DOCUMENT SECTION ::
-- -- --
Class XAnalyzingSuggester

  • All Implemented Interfaces:
    org.apache.lucene.util.Accountable
    Direct Known Subclasses:
    XFuzzySuggester

    public class XAnalyzingSuggester
    extends org.apache.lucene.search.suggest.Lookup
    Suggester that first analyzes the surface form, adds the analyzed form to a weighted FST, and then does the same thing at lookup time. This means lookup is based on the analyzed form while suggestions are still the surface form(s).

    This can result in powerful suggester functionality. For example, if you use an analyzer removing stop words, then the partial text "ghost chr..." could see the suggestion "The Ghost of Christmas Past". Note that position increments MUST NOT be preserved for this example to work, so you should call the constructor with preservePositionIncrements parameter set to false

    If SynonymFilter is used to map wifi and wireless network to hotspot then the partial text "wirele..." could suggest "wifi router". Token normalization like stemmers, accent removal, etc., would allow suggestions to ignore such variations.

    When two matching suggestions have the same weight, they are tie-broken by the analyzed form. If their analyzed form is the same then the order is undefined.

    There are some limitations:

    • A lookup from a query like "net" in English won't be any different than "net " (ie, user added a trailing space) because analyzers don't reflect when they've seen a token separator and when they haven't.
    • If you're using StopFilter, and the user will type "fast apple", but so far all they've typed is "fast a", again because the analyzer doesn't convey whether it's seen a token separator after the "a", StopFilter will remove that "a" causing far more matches than you'd expect.
    • Lookups with the empty string return no results instead of all results.
    • Nested Class Summary

      Nested Classes 
      Modifier and Type Class Description
      static class  XAnalyzingSuggester.XBuilder  
      • Nested classes/interfaces inherited from class org.apache.lucene.search.suggest.Lookup

        org.apache.lucene.search.suggest.Lookup.LookupPriorityQueue, org.apache.lucene.search.suggest.Lookup.LookupResult
    • Field Summary

      Fields 
      Modifier and Type Field Description
      static int END_BYTE
      Marks end of the analyzed input and start of dedup byte.
-- -- --
(Point annotations for photos)

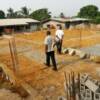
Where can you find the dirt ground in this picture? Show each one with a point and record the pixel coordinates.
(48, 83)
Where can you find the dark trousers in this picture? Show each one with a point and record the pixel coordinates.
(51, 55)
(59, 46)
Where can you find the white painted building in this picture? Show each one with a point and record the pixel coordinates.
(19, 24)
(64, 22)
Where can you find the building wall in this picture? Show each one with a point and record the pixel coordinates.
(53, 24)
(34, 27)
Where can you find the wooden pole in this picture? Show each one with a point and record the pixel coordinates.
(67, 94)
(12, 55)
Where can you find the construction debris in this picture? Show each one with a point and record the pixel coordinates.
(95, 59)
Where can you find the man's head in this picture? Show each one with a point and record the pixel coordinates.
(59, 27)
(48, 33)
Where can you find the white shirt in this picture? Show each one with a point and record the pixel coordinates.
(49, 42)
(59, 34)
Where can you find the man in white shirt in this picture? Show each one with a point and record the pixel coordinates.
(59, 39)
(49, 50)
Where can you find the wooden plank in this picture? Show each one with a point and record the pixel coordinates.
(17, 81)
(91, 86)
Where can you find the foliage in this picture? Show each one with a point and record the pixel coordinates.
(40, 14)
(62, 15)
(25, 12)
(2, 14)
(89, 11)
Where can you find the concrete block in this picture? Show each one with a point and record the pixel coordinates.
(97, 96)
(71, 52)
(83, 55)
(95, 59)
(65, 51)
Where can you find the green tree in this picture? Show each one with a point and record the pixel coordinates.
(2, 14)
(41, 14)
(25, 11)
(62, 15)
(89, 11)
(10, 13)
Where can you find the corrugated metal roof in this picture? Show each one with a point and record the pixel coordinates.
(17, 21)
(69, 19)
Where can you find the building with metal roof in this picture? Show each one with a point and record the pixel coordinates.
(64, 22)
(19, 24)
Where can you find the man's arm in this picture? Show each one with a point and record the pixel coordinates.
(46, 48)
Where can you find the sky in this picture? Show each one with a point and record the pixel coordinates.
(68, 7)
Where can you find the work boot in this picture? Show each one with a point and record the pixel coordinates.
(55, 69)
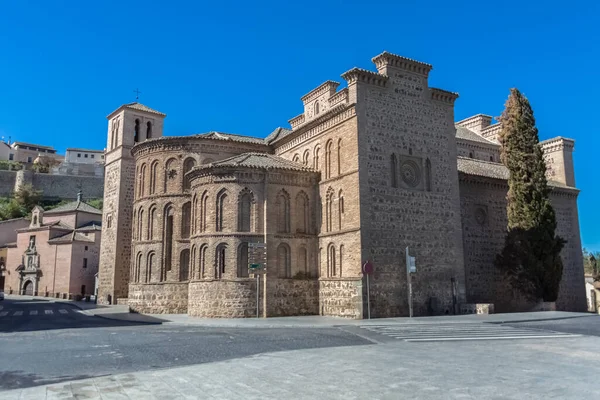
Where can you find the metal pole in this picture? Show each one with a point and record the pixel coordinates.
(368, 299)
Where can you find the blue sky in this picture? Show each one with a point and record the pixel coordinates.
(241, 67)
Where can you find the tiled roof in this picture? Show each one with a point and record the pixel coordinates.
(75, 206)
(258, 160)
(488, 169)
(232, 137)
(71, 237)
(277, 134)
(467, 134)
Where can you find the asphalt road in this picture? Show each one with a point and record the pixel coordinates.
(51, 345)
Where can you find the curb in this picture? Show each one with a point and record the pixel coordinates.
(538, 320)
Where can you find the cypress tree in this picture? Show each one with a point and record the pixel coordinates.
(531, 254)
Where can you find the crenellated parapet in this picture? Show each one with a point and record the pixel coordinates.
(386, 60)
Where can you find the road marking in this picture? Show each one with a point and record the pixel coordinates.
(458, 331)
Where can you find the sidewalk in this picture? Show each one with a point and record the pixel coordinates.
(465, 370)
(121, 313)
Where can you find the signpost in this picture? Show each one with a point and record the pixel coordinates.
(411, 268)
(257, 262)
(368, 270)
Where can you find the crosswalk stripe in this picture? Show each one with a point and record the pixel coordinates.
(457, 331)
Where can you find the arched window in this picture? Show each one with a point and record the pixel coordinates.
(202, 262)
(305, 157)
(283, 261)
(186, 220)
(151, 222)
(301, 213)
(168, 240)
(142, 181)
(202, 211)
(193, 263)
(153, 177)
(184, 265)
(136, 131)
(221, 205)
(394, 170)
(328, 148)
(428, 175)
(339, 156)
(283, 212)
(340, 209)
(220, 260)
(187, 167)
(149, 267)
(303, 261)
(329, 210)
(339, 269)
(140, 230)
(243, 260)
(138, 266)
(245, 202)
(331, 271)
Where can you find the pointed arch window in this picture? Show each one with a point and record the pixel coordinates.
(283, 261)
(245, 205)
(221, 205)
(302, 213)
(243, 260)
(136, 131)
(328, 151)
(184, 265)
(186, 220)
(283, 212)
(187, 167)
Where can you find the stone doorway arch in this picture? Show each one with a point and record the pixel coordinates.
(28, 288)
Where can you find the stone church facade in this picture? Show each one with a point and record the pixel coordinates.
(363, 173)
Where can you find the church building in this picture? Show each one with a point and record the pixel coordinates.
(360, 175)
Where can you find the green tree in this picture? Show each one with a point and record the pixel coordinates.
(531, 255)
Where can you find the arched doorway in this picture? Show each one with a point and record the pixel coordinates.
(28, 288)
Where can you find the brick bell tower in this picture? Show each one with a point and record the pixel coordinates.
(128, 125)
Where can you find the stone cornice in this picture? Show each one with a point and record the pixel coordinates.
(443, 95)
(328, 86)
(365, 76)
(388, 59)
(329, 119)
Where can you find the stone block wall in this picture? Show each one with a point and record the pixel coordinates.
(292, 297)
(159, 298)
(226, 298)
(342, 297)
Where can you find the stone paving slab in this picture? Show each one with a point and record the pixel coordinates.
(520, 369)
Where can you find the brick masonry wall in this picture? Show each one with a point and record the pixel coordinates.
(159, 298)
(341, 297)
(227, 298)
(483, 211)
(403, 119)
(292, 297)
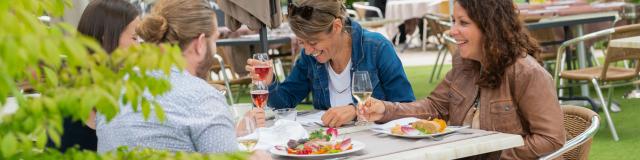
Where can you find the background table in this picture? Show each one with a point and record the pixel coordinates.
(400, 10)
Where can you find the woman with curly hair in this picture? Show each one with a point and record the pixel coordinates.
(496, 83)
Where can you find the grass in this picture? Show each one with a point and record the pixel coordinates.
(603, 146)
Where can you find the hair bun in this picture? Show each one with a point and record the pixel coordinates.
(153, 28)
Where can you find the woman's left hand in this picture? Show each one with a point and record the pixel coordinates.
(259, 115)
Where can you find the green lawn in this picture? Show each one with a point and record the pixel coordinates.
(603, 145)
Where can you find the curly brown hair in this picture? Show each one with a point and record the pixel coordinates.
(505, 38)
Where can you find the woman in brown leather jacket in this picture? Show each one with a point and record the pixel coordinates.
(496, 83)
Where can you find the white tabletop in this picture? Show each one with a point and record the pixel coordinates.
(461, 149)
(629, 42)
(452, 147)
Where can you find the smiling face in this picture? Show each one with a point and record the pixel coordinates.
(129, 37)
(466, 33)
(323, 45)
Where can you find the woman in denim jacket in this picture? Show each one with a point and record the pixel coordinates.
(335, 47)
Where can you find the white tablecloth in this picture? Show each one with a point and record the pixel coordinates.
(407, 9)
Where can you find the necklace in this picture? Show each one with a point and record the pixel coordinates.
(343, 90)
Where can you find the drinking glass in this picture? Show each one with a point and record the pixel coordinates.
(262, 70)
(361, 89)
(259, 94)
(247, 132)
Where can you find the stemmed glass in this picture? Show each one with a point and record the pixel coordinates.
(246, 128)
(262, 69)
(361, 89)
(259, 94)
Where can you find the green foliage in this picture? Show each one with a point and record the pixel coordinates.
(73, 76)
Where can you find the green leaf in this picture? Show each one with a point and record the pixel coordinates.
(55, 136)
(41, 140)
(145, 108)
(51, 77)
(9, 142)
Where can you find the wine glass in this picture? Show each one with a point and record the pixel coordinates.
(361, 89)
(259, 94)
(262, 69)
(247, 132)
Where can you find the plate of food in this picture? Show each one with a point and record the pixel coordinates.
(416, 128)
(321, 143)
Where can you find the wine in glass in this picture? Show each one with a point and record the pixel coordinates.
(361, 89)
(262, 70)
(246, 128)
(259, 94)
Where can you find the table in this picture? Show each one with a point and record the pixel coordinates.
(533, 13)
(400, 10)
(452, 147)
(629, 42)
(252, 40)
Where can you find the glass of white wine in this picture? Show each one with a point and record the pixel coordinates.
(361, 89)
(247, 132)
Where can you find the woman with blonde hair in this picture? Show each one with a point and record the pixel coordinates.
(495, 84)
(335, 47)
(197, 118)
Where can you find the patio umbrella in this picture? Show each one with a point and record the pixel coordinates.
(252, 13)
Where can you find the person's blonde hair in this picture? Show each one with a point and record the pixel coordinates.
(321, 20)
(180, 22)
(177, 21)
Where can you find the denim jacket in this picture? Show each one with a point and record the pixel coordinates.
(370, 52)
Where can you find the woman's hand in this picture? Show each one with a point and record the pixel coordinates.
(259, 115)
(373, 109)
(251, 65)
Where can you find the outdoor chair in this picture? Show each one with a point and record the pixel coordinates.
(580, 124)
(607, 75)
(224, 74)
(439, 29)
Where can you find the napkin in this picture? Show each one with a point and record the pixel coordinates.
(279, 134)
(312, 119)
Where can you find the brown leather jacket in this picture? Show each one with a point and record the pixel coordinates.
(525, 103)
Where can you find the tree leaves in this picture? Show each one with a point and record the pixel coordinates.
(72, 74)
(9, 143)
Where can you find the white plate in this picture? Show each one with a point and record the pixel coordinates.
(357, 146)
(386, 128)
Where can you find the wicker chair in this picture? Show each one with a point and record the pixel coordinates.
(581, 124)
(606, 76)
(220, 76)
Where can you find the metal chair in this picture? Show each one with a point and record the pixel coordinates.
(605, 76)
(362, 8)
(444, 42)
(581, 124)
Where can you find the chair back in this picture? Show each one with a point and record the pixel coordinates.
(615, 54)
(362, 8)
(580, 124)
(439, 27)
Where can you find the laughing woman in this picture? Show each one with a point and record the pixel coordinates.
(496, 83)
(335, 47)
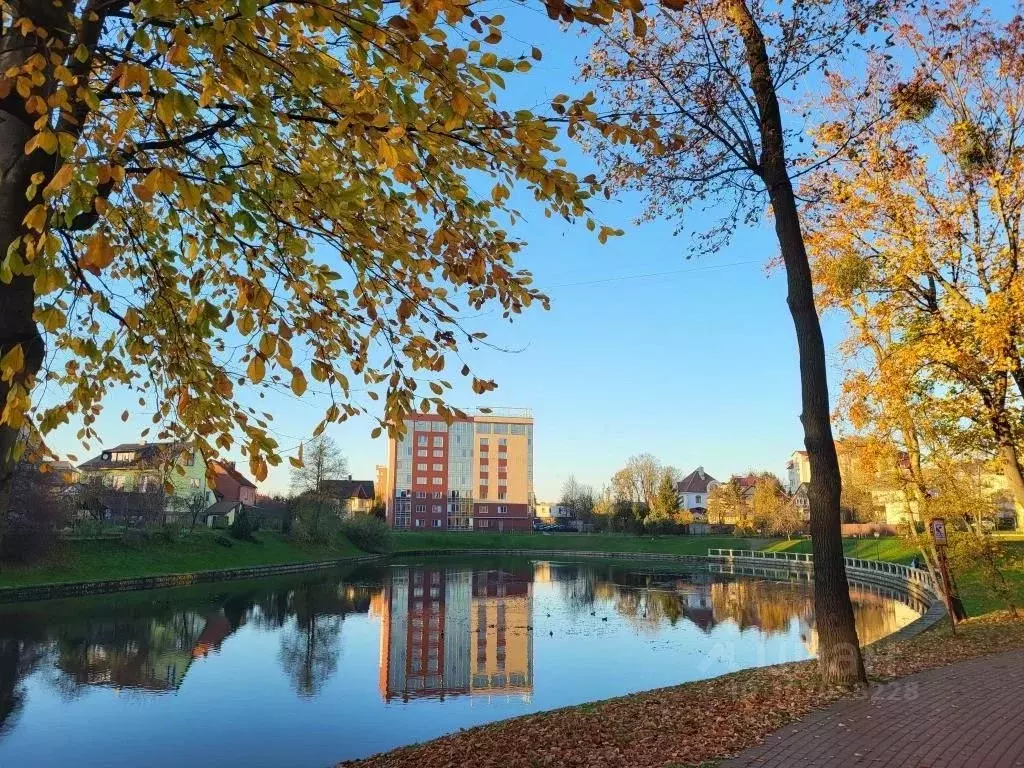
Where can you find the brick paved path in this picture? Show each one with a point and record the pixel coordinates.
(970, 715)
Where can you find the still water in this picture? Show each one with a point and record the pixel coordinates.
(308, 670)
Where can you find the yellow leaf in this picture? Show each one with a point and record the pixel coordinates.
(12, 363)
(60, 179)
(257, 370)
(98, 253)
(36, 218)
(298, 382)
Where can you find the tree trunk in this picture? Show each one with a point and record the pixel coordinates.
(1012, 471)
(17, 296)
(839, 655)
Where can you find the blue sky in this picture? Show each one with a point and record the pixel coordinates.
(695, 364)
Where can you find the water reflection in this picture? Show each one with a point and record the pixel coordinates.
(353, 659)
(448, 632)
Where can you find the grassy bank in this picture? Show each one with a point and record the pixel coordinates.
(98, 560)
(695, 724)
-- -- --
GOAL A ::
In the XAnalyzingSuggester documentation, rewrite the part that opens with the words containing "public class XAnalyzingSuggester" and closes with "the surface form(s).", replacing "surface form" with "original text".
GOAL B ::
Check these statements against the XAnalyzingSuggester documentation. For each, answer yes or no and quote the words that decide it. (i) Lookups with the empty string return all results. (ii) When two matching suggestions have the same weight, the analyzed form breaks the tie. (iii) For the stop-word example to work, position increments must be preserved.
GOAL C ::
Take the XAnalyzingSuggester documentation further, picking up after its last line.

TASK RESULT A ::
public class XAnalyzingSuggester
    extends org.apache.lucene.search.suggest.Lookup
    Suggester that first analyzes the original text, adds the analyzed form to a weighted FST, and then does the same thing at lookup time. This means lookup is based on the analyzed form while suggestions are still the original text(s).

TASK RESULT B ::
(i) No: "Lookups with the empty string return no results instead of all results."
(ii) Yes: "When two matching suggestions have the same weight, they are tie-broken by the analyzed form."
(iii) No: "Note that position increments MUST NOT be preserved for this example to work"

TASK RESULT C ::
      static int EXACT_FIRST
      Include this flag in the options parameter to #XAnalyzingSuggester(Analyzer,Analyzer,int,int,int,boolean,FST,boolean,int,int,int,int,int) to always return the exact match first, regardless of score.
      static int HOLE_CHARACTER  
      static int PAYLOAD_SEP  
      static int PRESERVE_SEP
      Include this flag in the options parameter to #XAnalyzingSuggester(Analyzer,Analyzer,int,int,int,boolean,FST,boolean,int,int,int,int,int) to preserve token separators when matching.
      static int SEP_LABEL
      Represents the separation between tokens, if PRESERVE_SEP was specified
      • Fields inherited from class org.apache.lucene.search.suggest.Lookup

        CHARSEQUENCE_COMPARATOR
    • Constructor Summary

      Constructors 
      Constructor Description
      XAnalyzingSuggester​(org.apache.lucene.analysis.Analyzer analyzer)
      Calls #XAnalyzingSuggester(Analyzer,Analyzer,int,int,int,boolean,FST,boolean,int,int,int,int,int) AnalyzingSuggester(analyzer, analyzer, EXACT_FIRST | PRESERVE_SEP, 256, -1)
      XAnalyzingSuggester​(org.apache.lucene.analysis.Analyzer indexAnalyzer, org.apache.lucene.analysis.Analyzer queryAnalyzer)
      Calls #XAnalyzingSuggester(Analyzer,Analyzer,int,int,int,boolean,FST,boolean,int,int,int,int,int) AnalyzingSuggester(indexAnalyzer, queryAnalyzer, EXACT_FIRST | PRESERVE_SEP, 256, -1)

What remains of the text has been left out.